> **CHALLENGE 1**
In the post on war's wisdom, what is the first year in which early Christians appear in military records?

Posted by: jobelenus | October 14, 2008

War’s Wisdom

From Ben Witherington, please read the whole thing. Some salient points:

…Somewhere there is an endgame
Without the sound of taps
A plan to play a different role
Blessed peacemakers perhaps.

Yes, I am well aware of Romans 13, which suggests that governments have the right to bear some kinds of arms for some sorts of defensive purposes. I do not dispute this, but what I do dispute is that Christians have any obligation to serve their country in capacities that involve violence. This means for me, that I could never be any kind of soldier, except of course the Christian sort spoken of in the familiar hymn or in Ephesians 5. I suppose it also means I could never be some kinds of law enforcement officers either.

I think it is high time for all Christians, perhaps especially American ones, to have a more adequate theology of peacemaking, rather than seeking justification for participating in more wars. I may be wrong about this, but if so, I want to err on the side that I see the Savior, took for he is the one who believed that there were many things worth dying for, but nothing worth killing for. Indeed, he believed that killing violated the values that were worth dying for.



  1. Romans 13 does not obligate a citizen to participate in war any more than the command to obey your parents says says that you must steal or kill if they tell you to.

    It does say that there should be some order to society, and that order would naturally would come from a government, and Christians should participate in it. Of course, the Romans would understand and expect this rather than social order to come from religion.

    Moreover, this passage of Paul’s does not provide for support for war. The purpose of the Roman military in Jesus’ day was twofold, the first was military conquering support for the emperor–aggressive war we would think of today, and the other is they were the POLICE of the day, keeping order for society, but not necessarily expanding it. In the Roman days, society had not developed to the point that they recognized a difference.

    We would expect that police were needed for a society, but the violent nature of the military turned off early Christians, and there reports of them believing that a Christian could not be a soldier. There are no records early Christians in the military until 185AD, and when a soldier converted, he gave up his post and was usually martyred for the desertion.

> **CHALLENGE 2**
In the records below, replace "photograph" with "image" in the stretch from the line that contains "Would you mind tagging the overhead" through the end of the records. Give only that stretch, with everything else unchanged.

> **LISTED ENTRIES**
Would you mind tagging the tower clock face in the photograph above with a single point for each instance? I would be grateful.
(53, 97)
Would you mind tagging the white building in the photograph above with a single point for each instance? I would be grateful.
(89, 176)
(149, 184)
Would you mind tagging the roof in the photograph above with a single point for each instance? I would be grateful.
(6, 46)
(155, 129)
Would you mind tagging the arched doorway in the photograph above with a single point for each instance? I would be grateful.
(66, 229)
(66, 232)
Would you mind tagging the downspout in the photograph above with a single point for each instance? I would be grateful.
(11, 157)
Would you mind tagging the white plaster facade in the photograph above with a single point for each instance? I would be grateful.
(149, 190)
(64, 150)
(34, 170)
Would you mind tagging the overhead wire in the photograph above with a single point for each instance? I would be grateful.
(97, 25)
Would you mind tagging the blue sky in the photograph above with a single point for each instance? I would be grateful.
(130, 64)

> **EXPECTED OUTPUT 1**
185 AD

> **EXPECTED OUTPUT 2**
Would you mind tagging the overhead wire in the image above with a single point for each instance? I would be grateful.
(97, 25)
Would you mind tagging the blue sky in the image above with a single point for each instance? I would be grateful.
(130, 64)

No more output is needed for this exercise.